BEGIN TASK INPUT
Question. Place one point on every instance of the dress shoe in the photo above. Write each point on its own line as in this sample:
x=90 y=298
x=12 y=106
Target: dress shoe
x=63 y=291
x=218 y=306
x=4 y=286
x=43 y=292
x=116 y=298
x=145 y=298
END TASK INPUT
Give each line of the records above again, unchanged.

Question. Place one point on every instance of the dress shoe in the photo above. Write each point on its own line as in this sample:
x=90 y=298
x=12 y=106
Target: dress shoe
x=63 y=291
x=218 y=306
x=4 y=286
x=43 y=292
x=116 y=298
x=145 y=298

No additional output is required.